EXERCISE — Retype every entry below exactly as it stands.

EXERCISE MATERIALS —

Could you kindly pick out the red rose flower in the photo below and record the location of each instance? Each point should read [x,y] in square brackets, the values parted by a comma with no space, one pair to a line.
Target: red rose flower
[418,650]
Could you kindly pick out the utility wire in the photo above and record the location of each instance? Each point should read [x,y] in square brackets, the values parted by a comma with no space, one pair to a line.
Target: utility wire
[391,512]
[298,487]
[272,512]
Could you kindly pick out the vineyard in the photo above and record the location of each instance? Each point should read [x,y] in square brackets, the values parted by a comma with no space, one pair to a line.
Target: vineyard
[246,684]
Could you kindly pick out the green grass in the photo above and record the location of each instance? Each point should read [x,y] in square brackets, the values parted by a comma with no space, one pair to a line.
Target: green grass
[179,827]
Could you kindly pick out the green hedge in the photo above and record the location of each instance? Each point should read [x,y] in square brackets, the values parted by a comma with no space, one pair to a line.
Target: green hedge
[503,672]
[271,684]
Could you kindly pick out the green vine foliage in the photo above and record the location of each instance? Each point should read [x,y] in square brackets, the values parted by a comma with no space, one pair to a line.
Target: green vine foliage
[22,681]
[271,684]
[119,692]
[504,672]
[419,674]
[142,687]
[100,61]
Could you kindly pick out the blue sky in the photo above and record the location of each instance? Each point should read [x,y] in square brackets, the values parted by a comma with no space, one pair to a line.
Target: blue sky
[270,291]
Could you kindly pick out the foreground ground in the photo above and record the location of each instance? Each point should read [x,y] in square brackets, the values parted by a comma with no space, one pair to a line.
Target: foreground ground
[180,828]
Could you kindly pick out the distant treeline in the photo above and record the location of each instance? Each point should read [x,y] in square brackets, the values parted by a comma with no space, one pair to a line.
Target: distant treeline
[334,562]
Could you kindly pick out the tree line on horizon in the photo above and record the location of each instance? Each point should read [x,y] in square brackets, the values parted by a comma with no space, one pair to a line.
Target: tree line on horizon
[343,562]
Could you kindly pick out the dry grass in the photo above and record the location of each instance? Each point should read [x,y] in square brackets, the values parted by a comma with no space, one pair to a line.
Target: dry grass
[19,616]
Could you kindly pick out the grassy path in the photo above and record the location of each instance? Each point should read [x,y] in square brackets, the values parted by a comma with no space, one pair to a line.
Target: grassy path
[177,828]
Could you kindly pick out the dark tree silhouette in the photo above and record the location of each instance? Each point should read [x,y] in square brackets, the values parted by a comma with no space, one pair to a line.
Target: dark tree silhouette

TASK RESPONSE —
Could you kindly pick out the red rose flower in the photo below and record the location of each instance? Each point should read [x,y] in square brackets, the values parted by a comma with no space, one pair to a line.
Target: red rose flower
[418,650]
Could you kindly pick out the utility wire in the photo above and record the location of each instance? Each point should read [x,y] in square brackets, the values parted by a comma with no space, one pair to a line.
Target: utility wire
[391,512]
[298,487]
[272,512]
Could you kindly pick out the vineyard in the photo above and record the location of each instance? Each point should read [x,y] in square brackets, the values parted by a comma with no space, one pair to a line.
Target: vineyard
[246,684]
Could you kindly pick out the green grass in the photo above and record the location of each instance? Each point should read [x,y] in square brackets, the values parted by a comma with no space, one pair to a line.
Target: green grass
[179,827]
Could you kindly pick out the green hedge in the photo above and record the location of each instance? Each point should read [x,y] in square brackets, the values parted by a comma with no space, one pair to a line.
Target: green hedge
[503,672]
[271,684]
Could you kindly pick out the green vine foliage in the photo above and record the location of each instance? Each point should read [x,y] in square brackets, the values parted by a comma with no space, one pair to a line.
Target: green vine foliage
[22,681]
[271,684]
[119,692]
[504,672]
[419,674]
[142,687]
[100,61]
Could you kindly pick out the blue sky in the photo above and record the location of each instance? Each point should read [x,y] in square brackets, the values parted by a comma with no space, one pair to a line.
Target: blue sky
[270,291]
Could you kindly pick out the foreground ground in the photo above and record the location of each instance? Each point should read [x,y] in square brackets, the values parted by a comma with no space, one pair to a line.
Target: foreground ground
[180,828]
Could you kindly pick out the distant treeline in the photo above and record the location of each instance? Each point should read [x,y] in square brackets, the values parted by a comma with no space, one pair to a line.
Target: distant treeline
[334,562]
Could you kindly pick out the tree line on horizon in the photo above and record the location of each instance? Each point should read [x,y] in square brackets, the values parted by a comma with no space, one pair to a line.
Target: tree line on horizon
[343,562]
Could you kindly pick out the dry grass in the photo above and record the location of each instance? Each point should read [x,y] in square brackets, the values parted by a comma with no space, one pair to a line.
Target: dry grass
[19,616]
Could you kindly pick out the grassy path in the photo above and record the location of each instance? Each point should read [x,y] in square brackets, the values parted by a comma with no space, one pair to a line.
Target: grassy path
[177,828]
Could you kindly pick out the dark tree silhouette in the photo above and record the location of each instance? Each point should read [x,y] in square brackets, the values parted by a comma with no space, one pair to a line.
Target: dark tree silhouette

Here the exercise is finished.